## ACTIVITY
Filter the lines below, keeping each one that holds "rough".

## THE DATA
►
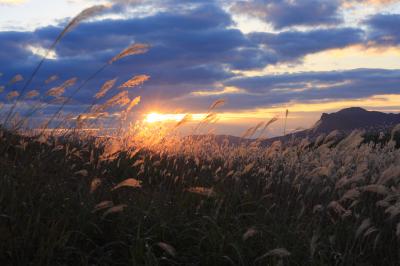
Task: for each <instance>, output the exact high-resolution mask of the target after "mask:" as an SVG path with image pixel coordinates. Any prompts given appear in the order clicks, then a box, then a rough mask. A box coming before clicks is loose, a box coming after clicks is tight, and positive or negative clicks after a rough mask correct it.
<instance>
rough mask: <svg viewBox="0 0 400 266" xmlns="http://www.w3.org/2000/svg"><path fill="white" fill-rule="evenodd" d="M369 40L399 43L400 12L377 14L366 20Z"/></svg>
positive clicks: (385, 43)
mask: <svg viewBox="0 0 400 266" xmlns="http://www.w3.org/2000/svg"><path fill="white" fill-rule="evenodd" d="M366 24H367V25H368V26H369V28H370V32H369V36H368V37H369V40H371V41H373V42H375V43H377V44H379V45H399V44H400V14H377V15H374V16H372V17H370V18H369V19H367V20H366Z"/></svg>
◄
## ANSWER SECTION
Task: for each <instance>, output the exact high-resolution mask of the target after "mask:" as an SVG path with image pixel coordinates. Any prompts given appear in the order clicks, then a box, then a rough mask. A box coming before clicks is loose, a box coming after clicks is tight, and positive or negative clicks after a rough mask correct it.
rough mask: <svg viewBox="0 0 400 266" xmlns="http://www.w3.org/2000/svg"><path fill="white" fill-rule="evenodd" d="M369 40L399 43L400 12L377 14L366 20Z"/></svg>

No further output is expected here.